[Spatial localization data]

########################################

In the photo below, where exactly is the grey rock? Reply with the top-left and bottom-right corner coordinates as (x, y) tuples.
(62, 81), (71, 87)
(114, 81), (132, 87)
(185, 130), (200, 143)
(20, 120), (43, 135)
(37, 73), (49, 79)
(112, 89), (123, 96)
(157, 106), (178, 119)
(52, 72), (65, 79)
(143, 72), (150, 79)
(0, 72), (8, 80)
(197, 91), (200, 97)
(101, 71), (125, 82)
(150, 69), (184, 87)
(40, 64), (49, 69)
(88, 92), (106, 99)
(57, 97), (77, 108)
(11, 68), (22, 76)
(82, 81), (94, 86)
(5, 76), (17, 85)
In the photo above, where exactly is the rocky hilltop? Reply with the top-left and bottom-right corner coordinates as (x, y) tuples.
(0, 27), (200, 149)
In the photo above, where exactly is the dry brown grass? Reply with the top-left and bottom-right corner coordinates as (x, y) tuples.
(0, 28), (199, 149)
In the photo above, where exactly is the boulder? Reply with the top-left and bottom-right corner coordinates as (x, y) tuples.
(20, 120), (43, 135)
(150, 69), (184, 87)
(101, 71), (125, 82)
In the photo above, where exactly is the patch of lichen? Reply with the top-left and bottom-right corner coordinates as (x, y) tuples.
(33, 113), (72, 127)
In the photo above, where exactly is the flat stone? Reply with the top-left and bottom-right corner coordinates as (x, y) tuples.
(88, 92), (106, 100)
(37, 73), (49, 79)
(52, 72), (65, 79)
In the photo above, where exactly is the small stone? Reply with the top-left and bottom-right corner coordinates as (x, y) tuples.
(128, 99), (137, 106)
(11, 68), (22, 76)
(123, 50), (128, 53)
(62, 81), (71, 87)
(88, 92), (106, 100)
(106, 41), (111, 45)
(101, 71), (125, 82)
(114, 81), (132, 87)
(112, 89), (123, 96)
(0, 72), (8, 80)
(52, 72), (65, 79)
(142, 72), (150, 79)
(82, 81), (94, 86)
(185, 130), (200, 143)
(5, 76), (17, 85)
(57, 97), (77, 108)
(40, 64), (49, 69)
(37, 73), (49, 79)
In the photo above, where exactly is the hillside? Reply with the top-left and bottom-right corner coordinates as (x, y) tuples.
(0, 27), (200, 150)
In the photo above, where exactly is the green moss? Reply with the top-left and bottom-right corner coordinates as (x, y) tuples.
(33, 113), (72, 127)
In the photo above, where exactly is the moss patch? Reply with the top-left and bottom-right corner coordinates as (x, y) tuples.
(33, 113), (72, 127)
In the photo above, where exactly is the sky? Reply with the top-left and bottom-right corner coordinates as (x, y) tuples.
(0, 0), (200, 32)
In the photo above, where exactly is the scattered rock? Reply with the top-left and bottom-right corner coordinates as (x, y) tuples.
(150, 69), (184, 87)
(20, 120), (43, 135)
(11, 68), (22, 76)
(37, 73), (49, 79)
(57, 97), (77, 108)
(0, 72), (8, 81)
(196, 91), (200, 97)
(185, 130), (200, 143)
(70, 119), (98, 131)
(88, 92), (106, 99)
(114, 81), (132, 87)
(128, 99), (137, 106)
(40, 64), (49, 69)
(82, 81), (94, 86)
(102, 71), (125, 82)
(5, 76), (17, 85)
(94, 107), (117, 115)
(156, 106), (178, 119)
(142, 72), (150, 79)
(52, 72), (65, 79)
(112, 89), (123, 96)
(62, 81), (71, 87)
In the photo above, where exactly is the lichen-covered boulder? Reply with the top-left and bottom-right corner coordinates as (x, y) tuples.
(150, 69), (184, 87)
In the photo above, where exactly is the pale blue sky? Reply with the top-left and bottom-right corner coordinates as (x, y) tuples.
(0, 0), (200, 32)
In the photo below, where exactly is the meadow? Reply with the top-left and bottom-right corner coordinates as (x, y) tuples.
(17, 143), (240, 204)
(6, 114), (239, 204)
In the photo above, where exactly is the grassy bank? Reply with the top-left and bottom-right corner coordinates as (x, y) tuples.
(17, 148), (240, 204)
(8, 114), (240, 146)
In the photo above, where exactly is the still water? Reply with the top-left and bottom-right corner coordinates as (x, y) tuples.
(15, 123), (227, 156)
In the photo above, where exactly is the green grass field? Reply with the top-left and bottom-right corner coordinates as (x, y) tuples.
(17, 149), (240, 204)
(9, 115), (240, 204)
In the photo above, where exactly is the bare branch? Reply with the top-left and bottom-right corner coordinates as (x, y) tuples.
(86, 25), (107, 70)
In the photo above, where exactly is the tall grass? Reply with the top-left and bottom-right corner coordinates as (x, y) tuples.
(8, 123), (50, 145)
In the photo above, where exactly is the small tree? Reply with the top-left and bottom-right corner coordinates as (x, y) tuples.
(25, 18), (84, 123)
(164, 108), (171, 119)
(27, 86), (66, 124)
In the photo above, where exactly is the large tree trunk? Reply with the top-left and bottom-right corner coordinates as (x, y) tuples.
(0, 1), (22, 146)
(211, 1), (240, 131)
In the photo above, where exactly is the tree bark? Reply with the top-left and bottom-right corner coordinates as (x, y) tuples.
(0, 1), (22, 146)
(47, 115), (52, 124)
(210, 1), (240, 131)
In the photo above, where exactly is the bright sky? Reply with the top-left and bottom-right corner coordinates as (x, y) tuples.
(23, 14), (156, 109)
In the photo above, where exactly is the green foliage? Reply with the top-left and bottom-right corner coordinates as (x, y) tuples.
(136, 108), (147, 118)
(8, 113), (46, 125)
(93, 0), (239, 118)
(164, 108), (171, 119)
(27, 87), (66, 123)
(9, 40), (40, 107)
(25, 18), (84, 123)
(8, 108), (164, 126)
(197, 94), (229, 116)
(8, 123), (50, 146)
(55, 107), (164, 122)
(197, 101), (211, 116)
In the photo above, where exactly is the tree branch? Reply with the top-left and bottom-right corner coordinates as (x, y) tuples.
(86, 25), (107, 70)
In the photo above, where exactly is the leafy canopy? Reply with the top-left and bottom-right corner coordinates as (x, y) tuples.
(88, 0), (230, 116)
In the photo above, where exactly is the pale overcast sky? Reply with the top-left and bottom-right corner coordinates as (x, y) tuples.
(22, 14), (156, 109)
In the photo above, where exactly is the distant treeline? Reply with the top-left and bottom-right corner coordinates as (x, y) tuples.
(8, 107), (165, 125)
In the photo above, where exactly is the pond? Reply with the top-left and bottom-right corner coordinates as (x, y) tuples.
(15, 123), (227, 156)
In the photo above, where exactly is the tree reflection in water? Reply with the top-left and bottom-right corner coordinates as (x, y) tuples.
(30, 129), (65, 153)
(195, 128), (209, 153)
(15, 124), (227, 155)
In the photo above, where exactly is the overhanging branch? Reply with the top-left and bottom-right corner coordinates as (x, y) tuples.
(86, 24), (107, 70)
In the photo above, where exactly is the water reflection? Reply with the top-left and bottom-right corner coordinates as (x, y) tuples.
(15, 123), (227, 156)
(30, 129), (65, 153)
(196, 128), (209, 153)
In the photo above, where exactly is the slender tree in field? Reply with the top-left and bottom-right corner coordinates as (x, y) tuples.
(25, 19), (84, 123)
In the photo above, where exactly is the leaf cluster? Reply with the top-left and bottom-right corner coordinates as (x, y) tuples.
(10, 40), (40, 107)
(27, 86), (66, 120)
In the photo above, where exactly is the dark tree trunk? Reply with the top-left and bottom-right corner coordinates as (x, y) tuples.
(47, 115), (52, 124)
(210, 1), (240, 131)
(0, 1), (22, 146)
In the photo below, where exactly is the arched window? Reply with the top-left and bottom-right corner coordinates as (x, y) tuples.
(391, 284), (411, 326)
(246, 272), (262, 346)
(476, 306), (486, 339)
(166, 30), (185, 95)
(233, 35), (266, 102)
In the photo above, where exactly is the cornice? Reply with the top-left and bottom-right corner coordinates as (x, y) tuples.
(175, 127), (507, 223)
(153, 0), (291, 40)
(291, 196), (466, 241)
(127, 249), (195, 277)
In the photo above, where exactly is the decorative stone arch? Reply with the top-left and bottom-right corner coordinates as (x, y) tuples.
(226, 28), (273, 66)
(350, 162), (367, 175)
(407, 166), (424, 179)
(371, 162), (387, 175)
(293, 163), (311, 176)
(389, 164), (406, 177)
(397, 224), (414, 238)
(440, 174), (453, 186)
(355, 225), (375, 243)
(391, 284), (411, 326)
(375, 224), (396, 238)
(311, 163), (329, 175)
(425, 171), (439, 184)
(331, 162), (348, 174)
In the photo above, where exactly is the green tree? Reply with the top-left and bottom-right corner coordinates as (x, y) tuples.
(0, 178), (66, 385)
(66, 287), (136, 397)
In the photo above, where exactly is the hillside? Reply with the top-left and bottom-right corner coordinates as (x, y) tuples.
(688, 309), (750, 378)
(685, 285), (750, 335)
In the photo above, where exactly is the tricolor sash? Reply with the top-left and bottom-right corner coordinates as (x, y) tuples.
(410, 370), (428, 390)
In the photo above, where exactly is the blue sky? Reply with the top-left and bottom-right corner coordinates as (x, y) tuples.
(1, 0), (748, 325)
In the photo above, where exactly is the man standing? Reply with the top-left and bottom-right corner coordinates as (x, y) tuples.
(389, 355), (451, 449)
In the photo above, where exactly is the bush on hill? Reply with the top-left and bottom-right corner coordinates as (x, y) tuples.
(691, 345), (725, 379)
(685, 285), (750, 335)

########################################

- [Assignment]:
Please copy only the lines from the one with "In the photo above, where exactly is the tricolor" through the final line of the records above, both ends included.

- [Exercise result]:
In the photo above, where exactly is the tricolor sash? Reply with the top-left and bottom-right corner coordinates as (x, y) tuples.
(410, 370), (428, 390)
In the photo above, where exactly is the blue sky? Reply with the top-left and bottom-right corner coordinates as (x, y) tuples.
(1, 0), (748, 325)
In the photo above, where exactly is the man standing? Reply with the top-left and bottom-right corner coordinates as (x, y) tuples.
(389, 355), (451, 449)
In the photo above, where exactly is the bush on hill? Reply with the top-left and bottom-right corner coordinates as (x, y) tuples.
(691, 345), (725, 379)
(685, 285), (750, 335)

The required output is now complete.